Problem requirements => List each line of the rows below that contains the string "price".

(Excerpts of annotation records)
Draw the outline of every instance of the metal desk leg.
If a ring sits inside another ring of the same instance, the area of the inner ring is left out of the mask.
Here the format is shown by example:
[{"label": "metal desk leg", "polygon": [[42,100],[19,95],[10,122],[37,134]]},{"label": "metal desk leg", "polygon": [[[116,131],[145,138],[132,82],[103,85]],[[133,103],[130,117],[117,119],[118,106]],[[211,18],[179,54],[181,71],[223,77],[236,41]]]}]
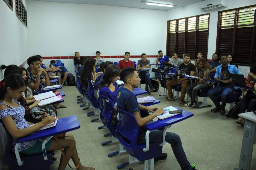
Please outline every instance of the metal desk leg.
[{"label": "metal desk leg", "polygon": [[245,120],[239,168],[235,170],[250,170],[254,143],[256,122]]}]

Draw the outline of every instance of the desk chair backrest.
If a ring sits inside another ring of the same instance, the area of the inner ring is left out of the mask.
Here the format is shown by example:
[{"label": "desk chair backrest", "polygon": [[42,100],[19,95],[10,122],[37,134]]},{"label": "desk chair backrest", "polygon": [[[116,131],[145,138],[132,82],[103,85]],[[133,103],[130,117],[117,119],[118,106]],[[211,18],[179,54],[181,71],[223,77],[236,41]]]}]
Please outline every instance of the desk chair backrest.
[{"label": "desk chair backrest", "polygon": [[88,83],[88,89],[87,90],[87,96],[88,100],[90,100],[92,106],[96,109],[99,108],[98,106],[97,99],[94,97],[94,87],[92,82],[88,79],[86,79]]},{"label": "desk chair backrest", "polygon": [[[37,169],[42,170],[50,170],[51,165],[51,158],[54,155],[53,152],[46,152],[48,160],[45,161],[42,153],[34,155],[26,155],[20,153],[21,160],[24,161],[23,165],[19,166],[18,164],[15,154],[12,151],[13,138],[2,121],[0,120],[0,126],[5,130],[7,135],[7,141],[5,145],[5,149],[3,159],[4,163],[8,165],[10,169],[18,170],[34,169],[36,167]],[[1,135],[1,138],[3,137]]]},{"label": "desk chair backrest", "polygon": [[161,155],[162,146],[158,143],[150,144],[149,149],[143,151],[146,144],[137,144],[139,129],[135,117],[131,113],[117,108],[120,119],[116,127],[116,136],[128,153],[140,161]]},{"label": "desk chair backrest", "polygon": [[113,117],[114,106],[114,102],[109,98],[101,95],[103,103],[103,109],[102,111],[102,117],[105,118],[107,123],[105,126],[109,129],[110,133],[114,137],[115,137],[115,131],[116,126],[112,124],[112,118]]}]

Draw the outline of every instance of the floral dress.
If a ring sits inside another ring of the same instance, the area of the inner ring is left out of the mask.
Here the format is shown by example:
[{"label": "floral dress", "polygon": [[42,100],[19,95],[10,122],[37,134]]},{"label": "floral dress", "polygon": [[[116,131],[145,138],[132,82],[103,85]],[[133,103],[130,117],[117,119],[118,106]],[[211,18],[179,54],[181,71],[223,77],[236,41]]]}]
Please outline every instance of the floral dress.
[{"label": "floral dress", "polygon": [[[8,116],[11,116],[17,128],[22,129],[28,128],[30,126],[24,118],[25,115],[25,109],[21,105],[20,103],[15,100],[13,100],[19,105],[17,108],[12,107],[4,103],[0,102],[0,105],[4,105],[8,108],[0,111],[0,119]],[[18,147],[19,152],[26,150],[34,145],[37,140],[31,140],[21,143]],[[14,151],[14,147],[16,144],[16,140],[13,139],[12,143],[12,151]]]}]

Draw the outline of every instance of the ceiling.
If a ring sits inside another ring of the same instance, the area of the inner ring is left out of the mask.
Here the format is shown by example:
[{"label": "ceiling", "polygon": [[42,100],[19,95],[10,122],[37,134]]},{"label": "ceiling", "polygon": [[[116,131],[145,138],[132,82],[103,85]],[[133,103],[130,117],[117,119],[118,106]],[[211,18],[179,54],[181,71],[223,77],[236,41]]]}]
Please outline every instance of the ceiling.
[{"label": "ceiling", "polygon": [[[205,0],[36,0],[38,1],[55,2],[85,4],[102,5],[142,8],[166,11],[186,6]],[[141,1],[154,2],[170,5],[175,5],[173,7],[162,7],[146,5]]]}]

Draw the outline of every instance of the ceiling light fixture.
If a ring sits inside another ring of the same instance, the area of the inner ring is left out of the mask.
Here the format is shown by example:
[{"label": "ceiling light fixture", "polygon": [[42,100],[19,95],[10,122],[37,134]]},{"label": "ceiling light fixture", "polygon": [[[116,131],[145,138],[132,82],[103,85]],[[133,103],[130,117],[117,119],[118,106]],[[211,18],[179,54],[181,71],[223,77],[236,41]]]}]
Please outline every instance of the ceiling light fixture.
[{"label": "ceiling light fixture", "polygon": [[167,4],[159,4],[158,3],[152,3],[152,2],[142,2],[142,4],[146,5],[157,5],[157,6],[161,6],[163,7],[173,7],[174,5],[168,5]]}]

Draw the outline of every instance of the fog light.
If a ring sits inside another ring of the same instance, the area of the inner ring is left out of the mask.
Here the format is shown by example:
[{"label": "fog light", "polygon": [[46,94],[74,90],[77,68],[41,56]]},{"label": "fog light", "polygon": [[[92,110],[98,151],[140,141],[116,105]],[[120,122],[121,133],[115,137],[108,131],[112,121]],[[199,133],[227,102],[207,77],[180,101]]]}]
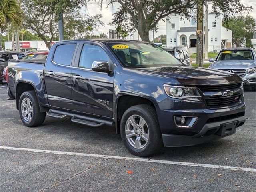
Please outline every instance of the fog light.
[{"label": "fog light", "polygon": [[184,117],[182,117],[181,119],[180,119],[180,122],[182,124],[184,124],[185,123],[185,118]]},{"label": "fog light", "polygon": [[197,117],[176,116],[174,117],[176,126],[179,128],[190,128],[194,125],[197,120]]}]

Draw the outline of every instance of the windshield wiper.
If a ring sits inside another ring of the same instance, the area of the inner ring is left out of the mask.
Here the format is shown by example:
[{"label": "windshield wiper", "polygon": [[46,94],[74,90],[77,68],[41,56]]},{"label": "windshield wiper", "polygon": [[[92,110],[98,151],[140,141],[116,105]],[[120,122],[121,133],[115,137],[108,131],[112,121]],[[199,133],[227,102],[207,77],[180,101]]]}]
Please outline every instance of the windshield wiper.
[{"label": "windshield wiper", "polygon": [[134,69],[136,68],[144,68],[145,67],[143,65],[132,65],[127,66],[127,68],[129,69]]}]

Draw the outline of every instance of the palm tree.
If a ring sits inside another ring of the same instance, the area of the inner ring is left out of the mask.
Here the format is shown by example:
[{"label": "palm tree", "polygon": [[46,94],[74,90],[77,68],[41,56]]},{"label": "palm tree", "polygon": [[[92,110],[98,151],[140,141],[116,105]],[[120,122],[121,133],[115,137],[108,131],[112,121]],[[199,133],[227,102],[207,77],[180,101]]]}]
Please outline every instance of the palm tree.
[{"label": "palm tree", "polygon": [[22,24],[23,16],[17,0],[0,0],[0,29],[4,29],[9,24],[18,28]]}]

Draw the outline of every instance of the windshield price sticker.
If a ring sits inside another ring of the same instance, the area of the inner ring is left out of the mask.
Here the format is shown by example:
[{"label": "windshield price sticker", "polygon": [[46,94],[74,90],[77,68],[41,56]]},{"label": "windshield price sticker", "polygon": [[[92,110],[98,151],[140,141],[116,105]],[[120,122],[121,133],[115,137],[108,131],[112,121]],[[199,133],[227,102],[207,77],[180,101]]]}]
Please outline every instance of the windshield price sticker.
[{"label": "windshield price sticker", "polygon": [[232,52],[230,51],[226,51],[222,52],[223,53],[231,53]]},{"label": "windshield price sticker", "polygon": [[112,48],[114,49],[128,49],[130,47],[126,45],[114,45],[112,46]]}]

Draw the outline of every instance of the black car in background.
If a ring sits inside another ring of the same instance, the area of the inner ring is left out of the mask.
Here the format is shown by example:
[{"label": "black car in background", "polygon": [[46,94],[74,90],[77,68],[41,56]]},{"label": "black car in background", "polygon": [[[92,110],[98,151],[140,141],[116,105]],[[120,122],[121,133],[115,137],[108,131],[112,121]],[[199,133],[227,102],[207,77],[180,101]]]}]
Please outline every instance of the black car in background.
[{"label": "black car in background", "polygon": [[4,68],[7,66],[9,60],[10,59],[22,59],[25,56],[25,54],[21,52],[10,51],[0,52],[0,83],[2,83]]},{"label": "black car in background", "polygon": [[172,48],[165,48],[166,51],[169,52],[186,65],[191,65],[190,59],[188,56],[188,52],[181,47],[174,47]]}]

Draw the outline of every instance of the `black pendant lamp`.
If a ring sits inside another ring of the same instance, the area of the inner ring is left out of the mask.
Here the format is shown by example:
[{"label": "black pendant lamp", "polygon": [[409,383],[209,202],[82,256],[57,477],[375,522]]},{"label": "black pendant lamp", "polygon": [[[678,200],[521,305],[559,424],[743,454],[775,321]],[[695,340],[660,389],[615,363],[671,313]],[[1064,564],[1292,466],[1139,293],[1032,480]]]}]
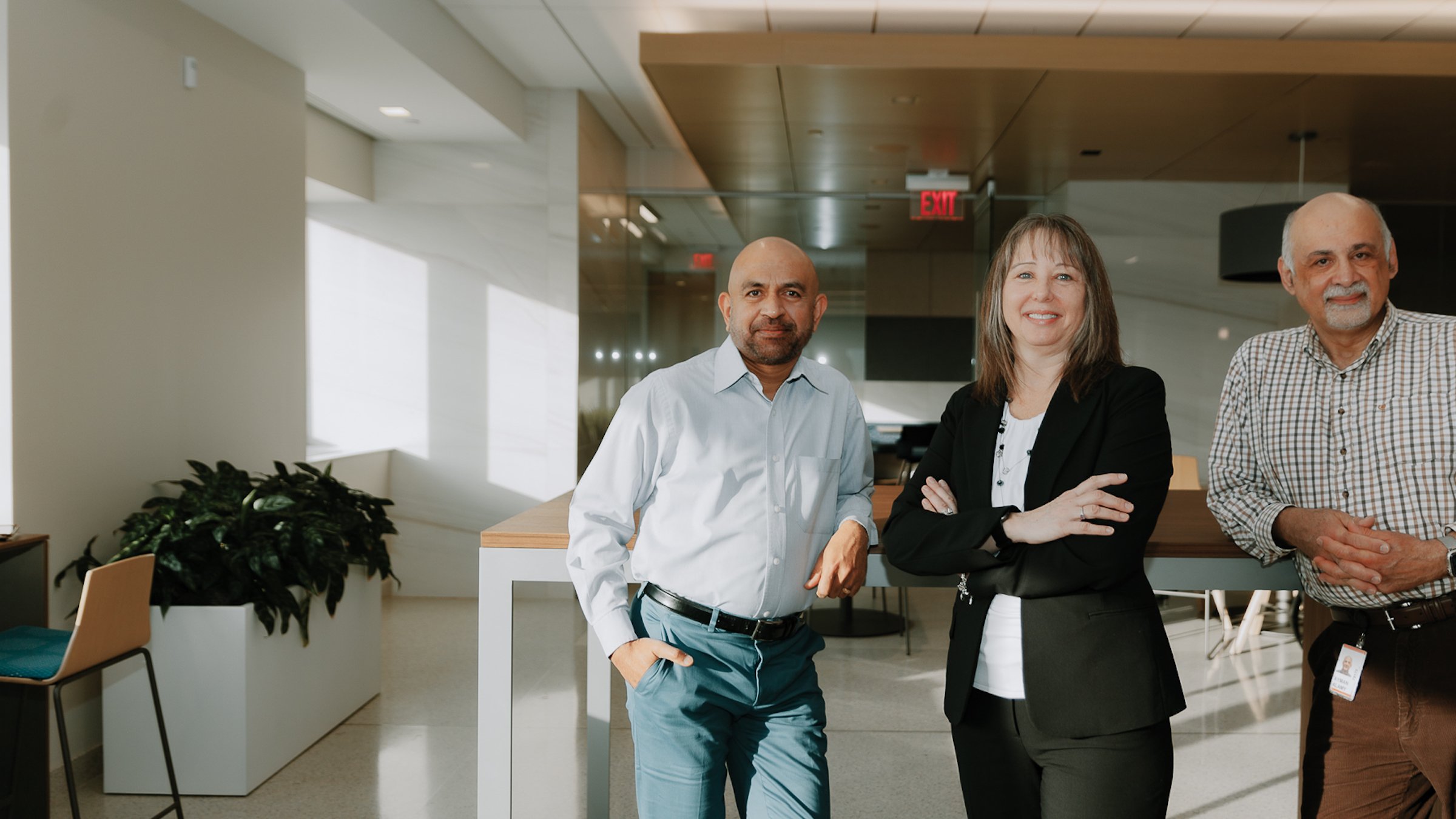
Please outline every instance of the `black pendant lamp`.
[{"label": "black pendant lamp", "polygon": [[1219,214],[1219,278],[1278,281],[1275,261],[1284,239],[1284,220],[1305,204],[1305,143],[1316,136],[1315,131],[1289,136],[1299,143],[1299,201],[1236,207]]}]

Answer to the problem =>
Draw the outline of every instance of the windshield price sticker.
[{"label": "windshield price sticker", "polygon": [[46,94],[74,90],[77,68],[41,56]]},{"label": "windshield price sticker", "polygon": [[[92,110],[98,151],[140,141],[116,105]],[[120,122],[121,133],[115,137],[108,131],[112,121]],[[199,133],[227,102],[207,77],[180,101]]]}]
Please outline every instance of the windshield price sticker.
[{"label": "windshield price sticker", "polygon": [[232,52],[230,51],[226,51],[222,52],[223,53],[231,53]]},{"label": "windshield price sticker", "polygon": [[112,48],[114,49],[128,49],[130,47],[126,45],[114,45],[112,46]]}]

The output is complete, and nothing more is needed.